» Written task: Rewrite the lines from the one containing "waistband, I would be grateful." through the last line, putting "black waistband" in place of "green waistband" and leaving everything else unchanged. Give only those lines.
:: Given information
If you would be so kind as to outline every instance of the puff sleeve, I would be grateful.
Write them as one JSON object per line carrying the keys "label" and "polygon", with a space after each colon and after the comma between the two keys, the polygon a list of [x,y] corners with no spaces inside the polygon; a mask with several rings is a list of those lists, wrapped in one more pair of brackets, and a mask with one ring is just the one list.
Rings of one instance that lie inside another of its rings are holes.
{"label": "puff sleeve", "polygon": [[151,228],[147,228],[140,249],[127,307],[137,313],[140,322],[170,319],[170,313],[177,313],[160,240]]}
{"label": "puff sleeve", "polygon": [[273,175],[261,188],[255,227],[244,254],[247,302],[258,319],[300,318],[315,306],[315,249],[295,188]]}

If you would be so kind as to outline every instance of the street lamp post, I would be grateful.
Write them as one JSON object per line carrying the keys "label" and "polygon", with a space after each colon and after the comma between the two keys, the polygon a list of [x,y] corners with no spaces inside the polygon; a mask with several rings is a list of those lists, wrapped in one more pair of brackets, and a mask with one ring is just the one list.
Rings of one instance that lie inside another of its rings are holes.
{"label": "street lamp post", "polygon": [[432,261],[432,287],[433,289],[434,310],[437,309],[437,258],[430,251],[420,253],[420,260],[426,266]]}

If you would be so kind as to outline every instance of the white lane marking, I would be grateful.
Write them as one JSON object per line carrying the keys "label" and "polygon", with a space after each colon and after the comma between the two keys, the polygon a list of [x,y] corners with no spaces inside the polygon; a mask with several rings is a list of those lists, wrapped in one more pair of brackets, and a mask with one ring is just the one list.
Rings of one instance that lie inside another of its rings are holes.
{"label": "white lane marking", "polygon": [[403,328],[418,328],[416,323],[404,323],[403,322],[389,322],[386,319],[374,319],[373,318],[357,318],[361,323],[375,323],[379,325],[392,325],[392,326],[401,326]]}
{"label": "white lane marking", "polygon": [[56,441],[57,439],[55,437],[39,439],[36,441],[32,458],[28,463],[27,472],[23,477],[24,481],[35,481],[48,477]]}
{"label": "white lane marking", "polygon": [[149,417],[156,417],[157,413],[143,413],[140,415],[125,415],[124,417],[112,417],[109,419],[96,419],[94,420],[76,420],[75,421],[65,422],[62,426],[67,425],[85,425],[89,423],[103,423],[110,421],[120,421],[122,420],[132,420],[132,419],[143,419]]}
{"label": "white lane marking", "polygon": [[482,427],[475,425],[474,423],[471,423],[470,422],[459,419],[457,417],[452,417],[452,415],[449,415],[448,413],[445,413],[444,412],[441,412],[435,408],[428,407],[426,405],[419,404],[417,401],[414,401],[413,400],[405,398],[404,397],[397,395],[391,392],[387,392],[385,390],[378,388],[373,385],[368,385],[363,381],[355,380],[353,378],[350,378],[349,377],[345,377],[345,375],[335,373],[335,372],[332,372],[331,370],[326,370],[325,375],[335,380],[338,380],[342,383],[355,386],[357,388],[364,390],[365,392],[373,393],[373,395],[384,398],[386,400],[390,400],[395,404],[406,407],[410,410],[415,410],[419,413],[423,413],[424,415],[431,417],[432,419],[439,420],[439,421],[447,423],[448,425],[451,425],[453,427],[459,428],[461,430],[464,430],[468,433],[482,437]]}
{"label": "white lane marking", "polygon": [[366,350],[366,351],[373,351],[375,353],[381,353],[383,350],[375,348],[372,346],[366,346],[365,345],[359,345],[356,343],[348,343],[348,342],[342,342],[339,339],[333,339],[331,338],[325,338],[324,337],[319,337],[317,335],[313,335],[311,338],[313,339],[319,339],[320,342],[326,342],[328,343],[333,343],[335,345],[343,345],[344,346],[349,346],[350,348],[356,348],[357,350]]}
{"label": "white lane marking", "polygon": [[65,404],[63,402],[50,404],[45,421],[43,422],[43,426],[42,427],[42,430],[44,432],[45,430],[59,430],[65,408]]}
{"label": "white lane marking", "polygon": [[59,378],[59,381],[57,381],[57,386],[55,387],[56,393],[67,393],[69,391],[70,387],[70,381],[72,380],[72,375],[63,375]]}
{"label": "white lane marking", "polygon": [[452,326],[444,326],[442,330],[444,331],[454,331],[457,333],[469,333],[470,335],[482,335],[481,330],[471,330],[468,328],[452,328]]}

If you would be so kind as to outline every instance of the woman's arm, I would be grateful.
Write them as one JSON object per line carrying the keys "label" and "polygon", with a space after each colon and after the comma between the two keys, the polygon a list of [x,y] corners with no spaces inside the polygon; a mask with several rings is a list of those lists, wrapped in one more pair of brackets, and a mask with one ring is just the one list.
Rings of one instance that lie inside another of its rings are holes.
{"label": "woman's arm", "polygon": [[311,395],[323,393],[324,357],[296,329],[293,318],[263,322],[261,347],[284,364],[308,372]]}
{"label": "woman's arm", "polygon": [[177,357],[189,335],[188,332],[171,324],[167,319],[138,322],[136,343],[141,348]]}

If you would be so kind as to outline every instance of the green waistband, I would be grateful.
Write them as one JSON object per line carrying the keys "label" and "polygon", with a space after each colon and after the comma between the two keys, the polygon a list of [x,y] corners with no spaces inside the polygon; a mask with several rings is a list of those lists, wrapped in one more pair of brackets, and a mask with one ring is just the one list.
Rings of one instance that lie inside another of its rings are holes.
::::
» Reply:
If you would be so kind as to outline every instance of the black waistband, I would be grateful.
Write them as one JSON object per line carrying the keys "label" and "polygon", with a space after each colon and after the comma between the two keys, the polygon a list of [x,y] corners with no spaces inside the polygon; a mask with several rings is a list of those lists, wrapped in one more pair of brackets, and a mask with one ring is just the one list.
Rings of one instance that lie inside another of its rings are holes.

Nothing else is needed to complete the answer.